● WHAT TO WORK ON
Please alter the issue report, starting at "Ubuntu 22.04" and ending at "WebUI and Ollama.", so that "Ubuntu 22.04" becomes "Debian 12", and give that part again.

● SUPPLIED PASSAGE
────────
[GH-ISSUE #21821] issue: Qdrant points payload text "eating" spaces #58247

Closed
opened 2026-05-05 22:39:30 -05:00 by GiteaMirror · 1 comment
Owner

Originally created by @Atrocraz on GitHub (Feb 24, 2026).
Original GitHub issue: https://github.com/open-webui/open-webui/issues/21821

Check Existing Issues

  • I have searched for any existing and/or related issues.
  • I have searched for any existing and/or related discussions.
  • I have also searched in the CLOSED issues AND CLOSED discussions and found no related items (your issue might already be addressed on the development branch!).
  • I am using the latest version of Open WebUI.

Installation Method

Docker

Open WebUI Version

0.8.5

Ollama Version (if applicable)

No response

Operating System

Ubuntu 22.04

Browser (if applicable)

No response

Confirmation

  • I have read and followed all instructions in README.md.
  • I am using the latest version of both Open WebUI and Ollama.
  • I have included the browser console logs.
  • I have included the Docker container logs.
  • I have provided every relevant configuration, setting, and environment variable used in my setup.
  • I have clearly listed every relevant configuration, custom setting, environment variable, and command-line option that influences my setup (such as Docker Compose overrides, .env values, browser settings, authentication configurations, etc).
────────
● GIVEN ENTRIES
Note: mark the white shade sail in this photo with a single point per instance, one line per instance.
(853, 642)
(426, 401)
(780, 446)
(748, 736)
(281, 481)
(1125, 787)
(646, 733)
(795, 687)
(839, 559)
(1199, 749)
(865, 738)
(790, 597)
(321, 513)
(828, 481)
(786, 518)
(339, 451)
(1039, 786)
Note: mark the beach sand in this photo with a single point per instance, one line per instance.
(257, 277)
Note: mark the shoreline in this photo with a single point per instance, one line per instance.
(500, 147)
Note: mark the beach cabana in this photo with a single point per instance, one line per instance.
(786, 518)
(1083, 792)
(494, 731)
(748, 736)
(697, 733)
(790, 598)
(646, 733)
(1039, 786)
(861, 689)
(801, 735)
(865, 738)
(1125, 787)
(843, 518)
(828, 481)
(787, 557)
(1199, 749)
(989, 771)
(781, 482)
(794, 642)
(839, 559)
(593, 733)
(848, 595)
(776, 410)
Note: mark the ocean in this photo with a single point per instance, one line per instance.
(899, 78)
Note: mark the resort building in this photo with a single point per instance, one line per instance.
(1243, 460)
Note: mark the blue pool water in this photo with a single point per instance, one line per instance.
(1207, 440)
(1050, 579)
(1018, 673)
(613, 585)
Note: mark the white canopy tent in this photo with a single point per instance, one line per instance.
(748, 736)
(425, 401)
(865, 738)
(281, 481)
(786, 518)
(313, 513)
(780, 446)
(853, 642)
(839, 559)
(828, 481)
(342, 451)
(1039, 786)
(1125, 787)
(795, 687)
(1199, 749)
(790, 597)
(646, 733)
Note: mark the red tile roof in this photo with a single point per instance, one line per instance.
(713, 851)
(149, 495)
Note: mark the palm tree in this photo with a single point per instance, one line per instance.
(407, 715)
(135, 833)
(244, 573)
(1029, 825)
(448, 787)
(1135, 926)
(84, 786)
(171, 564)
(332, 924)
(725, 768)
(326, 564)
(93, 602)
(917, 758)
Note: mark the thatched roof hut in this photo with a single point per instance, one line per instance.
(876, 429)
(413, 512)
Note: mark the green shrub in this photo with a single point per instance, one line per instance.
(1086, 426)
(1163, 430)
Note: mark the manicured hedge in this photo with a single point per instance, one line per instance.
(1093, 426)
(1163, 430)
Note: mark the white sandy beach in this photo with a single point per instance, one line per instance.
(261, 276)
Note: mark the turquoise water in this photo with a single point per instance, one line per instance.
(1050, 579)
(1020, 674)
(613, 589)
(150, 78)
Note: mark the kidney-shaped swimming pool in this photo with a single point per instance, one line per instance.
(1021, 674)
────────
● RESPONSE
Debian 12

Browser (if applicable)

No response

Confirmation

  • I have read and followed all instructions in README.md.
  • I am using the latest version of both Open WebUI and Ollama.